### [TASK INPUT]
-- Start --

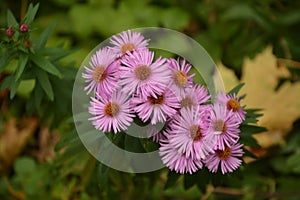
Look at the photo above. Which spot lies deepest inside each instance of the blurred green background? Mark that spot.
(41, 155)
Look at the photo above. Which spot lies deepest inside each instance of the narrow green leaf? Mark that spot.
(189, 181)
(38, 96)
(45, 36)
(14, 87)
(172, 179)
(11, 20)
(43, 79)
(45, 64)
(7, 82)
(30, 15)
(133, 144)
(236, 89)
(23, 59)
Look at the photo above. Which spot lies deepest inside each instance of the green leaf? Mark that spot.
(102, 176)
(23, 59)
(45, 64)
(45, 36)
(38, 96)
(11, 20)
(13, 89)
(30, 15)
(7, 82)
(43, 79)
(172, 179)
(294, 162)
(189, 181)
(24, 166)
(133, 144)
(236, 89)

-- End --

### [EXERCISE GOAL]
Copy every row above word for word, leaving out the pictures.

### [CORRECT RESULT]
Look at the photo above. Which spot lies deepest inside each instance of the blurred green background? Mark that spot.
(41, 155)
Look at the photo above. Which spot lies deepest inside each instance of the narrow green leaf? Mark that spot.
(189, 181)
(38, 96)
(45, 36)
(14, 87)
(172, 179)
(11, 20)
(43, 79)
(45, 64)
(7, 82)
(30, 15)
(133, 144)
(236, 89)
(23, 59)
Look at the photo above. Which spot lies deepest inside each instance of the green leaf? Mark that spot.
(102, 176)
(23, 59)
(45, 64)
(45, 36)
(38, 96)
(11, 20)
(13, 89)
(30, 15)
(7, 82)
(43, 79)
(172, 179)
(294, 162)
(189, 181)
(24, 166)
(133, 144)
(236, 89)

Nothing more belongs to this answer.